§ PROBLEM TO WORK ON: Could you extend the article on guns in households caring for someone with dementia, starting after its final sentence?

According to a 2020 Gallup Poll, 43 percent of American households have at least one gun on the premises. In 2022, the Alzheimer's Association reported that around 6.5 million Americans are dealing with Alzheimer’s disease.

Put these two statistics together and you have a recipe for trouble. If you care for a loved one who has dementia and you have guns in your home, please keep reading.

Have you considered the risk of having a gun in your home? Have you thought about what could happen?

Quite often, a person will say, “My husband (or spouse) would never harm me or himself with his gun. He’s been operating a gun safely for 40 years.” Unfortunately, with dementia, it’s impossible to predict how the disease will affect each person. The condition can cause the brain to change in ways that may affect the person’s memory, personality, behavior, judgement, ability to use good logic, and to recognize and know their family members. It can cause confusion. Some types of dementia can cause hallucinations.

Consider the following scenario: Your husband wakes during the night. He doesn’t know who you are; he thinks you’re an intruder in the house. He reaches for the handgun he keeps next to the bed. You know what comes next.

Sadly, this story has plays out every day in real life.

Many Americans are proud gun owners. The right to bear arms holds a strong symbolic power. For some, taking away their guns is unthinkable--like severing a limb.

§ DATA SECTION:
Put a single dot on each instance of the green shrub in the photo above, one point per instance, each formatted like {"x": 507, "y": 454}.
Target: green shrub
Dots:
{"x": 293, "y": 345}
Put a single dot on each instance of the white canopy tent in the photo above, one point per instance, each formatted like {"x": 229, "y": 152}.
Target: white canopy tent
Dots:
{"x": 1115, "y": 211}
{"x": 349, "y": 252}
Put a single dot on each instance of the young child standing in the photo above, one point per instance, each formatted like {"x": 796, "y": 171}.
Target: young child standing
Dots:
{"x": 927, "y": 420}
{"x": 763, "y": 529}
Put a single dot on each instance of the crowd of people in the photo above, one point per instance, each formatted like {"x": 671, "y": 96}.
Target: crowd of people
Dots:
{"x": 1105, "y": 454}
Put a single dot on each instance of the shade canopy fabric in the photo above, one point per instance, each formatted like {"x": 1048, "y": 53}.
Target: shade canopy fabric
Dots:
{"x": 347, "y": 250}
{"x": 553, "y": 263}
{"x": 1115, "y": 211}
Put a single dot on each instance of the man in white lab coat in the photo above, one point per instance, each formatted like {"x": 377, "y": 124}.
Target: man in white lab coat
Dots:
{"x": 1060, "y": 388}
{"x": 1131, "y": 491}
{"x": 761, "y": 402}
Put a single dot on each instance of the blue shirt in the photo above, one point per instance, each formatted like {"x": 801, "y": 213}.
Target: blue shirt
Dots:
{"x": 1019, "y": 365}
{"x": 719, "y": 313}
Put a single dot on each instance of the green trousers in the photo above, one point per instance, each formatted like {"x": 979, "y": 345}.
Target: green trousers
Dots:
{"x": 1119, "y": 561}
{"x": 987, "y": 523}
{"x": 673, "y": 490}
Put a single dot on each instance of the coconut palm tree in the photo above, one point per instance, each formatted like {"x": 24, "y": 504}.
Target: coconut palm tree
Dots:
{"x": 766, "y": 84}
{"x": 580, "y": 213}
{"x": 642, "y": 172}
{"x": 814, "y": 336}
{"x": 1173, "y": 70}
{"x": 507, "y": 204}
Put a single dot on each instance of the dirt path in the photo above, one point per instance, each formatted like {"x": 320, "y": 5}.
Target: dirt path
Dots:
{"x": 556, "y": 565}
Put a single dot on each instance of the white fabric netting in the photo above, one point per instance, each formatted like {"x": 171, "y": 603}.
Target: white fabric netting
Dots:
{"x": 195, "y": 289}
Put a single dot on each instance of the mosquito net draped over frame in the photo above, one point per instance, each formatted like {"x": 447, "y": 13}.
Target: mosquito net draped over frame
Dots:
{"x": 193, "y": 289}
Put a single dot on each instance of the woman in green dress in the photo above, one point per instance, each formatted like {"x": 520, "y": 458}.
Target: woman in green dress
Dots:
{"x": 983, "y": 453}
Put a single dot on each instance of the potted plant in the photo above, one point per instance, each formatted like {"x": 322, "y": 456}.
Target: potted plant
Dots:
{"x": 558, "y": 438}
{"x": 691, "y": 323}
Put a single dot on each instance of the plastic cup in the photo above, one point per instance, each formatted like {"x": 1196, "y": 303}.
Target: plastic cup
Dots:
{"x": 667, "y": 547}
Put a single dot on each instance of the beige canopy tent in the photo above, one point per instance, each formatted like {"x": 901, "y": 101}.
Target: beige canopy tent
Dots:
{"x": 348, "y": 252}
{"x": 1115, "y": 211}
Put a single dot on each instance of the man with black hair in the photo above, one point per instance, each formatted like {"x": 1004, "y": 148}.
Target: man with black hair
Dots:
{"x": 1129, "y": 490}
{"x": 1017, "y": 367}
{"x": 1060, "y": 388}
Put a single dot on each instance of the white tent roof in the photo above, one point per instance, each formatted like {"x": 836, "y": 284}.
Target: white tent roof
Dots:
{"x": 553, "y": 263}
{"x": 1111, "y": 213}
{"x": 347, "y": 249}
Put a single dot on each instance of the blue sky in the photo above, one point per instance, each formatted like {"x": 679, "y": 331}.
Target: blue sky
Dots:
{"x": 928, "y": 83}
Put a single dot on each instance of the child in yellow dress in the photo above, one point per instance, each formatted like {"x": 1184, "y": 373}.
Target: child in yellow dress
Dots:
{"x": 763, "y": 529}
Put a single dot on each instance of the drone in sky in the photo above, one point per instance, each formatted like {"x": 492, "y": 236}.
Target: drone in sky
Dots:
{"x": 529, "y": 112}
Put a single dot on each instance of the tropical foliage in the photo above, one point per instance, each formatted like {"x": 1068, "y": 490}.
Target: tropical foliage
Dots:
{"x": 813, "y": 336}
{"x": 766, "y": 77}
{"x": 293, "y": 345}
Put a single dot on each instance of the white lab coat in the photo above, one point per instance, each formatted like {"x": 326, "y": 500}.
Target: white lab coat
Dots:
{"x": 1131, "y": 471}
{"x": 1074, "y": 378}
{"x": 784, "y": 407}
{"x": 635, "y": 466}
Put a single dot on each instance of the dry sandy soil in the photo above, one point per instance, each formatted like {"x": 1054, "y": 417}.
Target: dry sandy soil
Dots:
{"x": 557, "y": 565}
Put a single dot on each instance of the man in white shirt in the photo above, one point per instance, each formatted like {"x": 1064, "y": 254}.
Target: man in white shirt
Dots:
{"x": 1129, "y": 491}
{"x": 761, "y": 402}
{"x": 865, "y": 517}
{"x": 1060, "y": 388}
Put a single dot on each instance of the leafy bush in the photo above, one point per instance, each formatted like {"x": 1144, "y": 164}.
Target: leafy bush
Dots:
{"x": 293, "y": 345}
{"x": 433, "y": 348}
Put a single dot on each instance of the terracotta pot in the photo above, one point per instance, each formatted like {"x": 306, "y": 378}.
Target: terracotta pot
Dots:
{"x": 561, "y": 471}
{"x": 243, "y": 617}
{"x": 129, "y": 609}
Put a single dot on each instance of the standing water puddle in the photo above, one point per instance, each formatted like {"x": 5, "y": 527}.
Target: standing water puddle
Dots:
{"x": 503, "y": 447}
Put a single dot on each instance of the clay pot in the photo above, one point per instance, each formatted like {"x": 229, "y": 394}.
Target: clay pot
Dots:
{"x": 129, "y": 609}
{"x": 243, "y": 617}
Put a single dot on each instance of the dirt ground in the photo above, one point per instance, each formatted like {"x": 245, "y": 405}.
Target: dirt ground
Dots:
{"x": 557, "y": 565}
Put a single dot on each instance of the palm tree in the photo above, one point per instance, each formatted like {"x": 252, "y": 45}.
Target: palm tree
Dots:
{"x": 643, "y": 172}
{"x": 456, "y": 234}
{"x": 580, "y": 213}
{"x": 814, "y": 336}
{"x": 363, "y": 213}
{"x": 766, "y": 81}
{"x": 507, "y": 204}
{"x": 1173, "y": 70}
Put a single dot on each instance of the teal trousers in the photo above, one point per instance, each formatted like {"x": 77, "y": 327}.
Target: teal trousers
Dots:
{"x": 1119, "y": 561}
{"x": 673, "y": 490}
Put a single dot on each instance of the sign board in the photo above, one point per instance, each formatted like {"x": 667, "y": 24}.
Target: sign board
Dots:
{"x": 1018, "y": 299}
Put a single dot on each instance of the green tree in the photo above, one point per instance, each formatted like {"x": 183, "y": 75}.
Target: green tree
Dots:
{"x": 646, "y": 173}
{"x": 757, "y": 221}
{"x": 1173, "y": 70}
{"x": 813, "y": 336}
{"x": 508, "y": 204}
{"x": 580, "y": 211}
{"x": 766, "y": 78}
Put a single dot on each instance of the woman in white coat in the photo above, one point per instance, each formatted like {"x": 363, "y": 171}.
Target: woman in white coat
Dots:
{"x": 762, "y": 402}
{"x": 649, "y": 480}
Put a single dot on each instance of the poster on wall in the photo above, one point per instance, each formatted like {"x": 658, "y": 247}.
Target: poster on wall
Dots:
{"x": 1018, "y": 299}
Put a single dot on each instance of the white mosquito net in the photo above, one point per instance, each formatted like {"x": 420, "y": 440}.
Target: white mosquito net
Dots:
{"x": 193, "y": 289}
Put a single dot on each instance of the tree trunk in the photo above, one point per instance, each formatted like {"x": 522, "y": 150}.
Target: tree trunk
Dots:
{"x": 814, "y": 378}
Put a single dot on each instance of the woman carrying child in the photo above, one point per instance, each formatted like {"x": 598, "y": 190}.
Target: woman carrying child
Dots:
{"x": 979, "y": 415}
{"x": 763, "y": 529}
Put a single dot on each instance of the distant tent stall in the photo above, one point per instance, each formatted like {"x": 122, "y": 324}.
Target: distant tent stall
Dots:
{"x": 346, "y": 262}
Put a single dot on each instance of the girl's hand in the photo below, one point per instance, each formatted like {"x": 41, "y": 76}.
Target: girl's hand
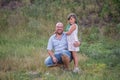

§ REPLY TO THE EXERCISE:
What do you do if someone living in your home has dementia and there are guns in the house? This can be a very difficult subject to approach. Here are some tips:

  • Take inventory. How many guns are there? Are they loaded?

  • Where are the guns stored? Is there a gun in the bedroom?

  • Where is the ammunition kept?

  • Inform your doctor if there is a gun in the house and ask that he or she address the hazards.

  • Do your own online research for steps you can take on gun safety. The National Rifle Association offers tips on safe firearm storage.

  • Some professionals will argue that it’s not enough to store guns safely. They recommend removing all firearms from the home.

The most important first step is to recognize that having a gun poses a safety risk to everyone and that people with dementia are at increased risk. Learn what you can do to keep you, your loved ones, and caregivers out of harm's way. It may just save a life.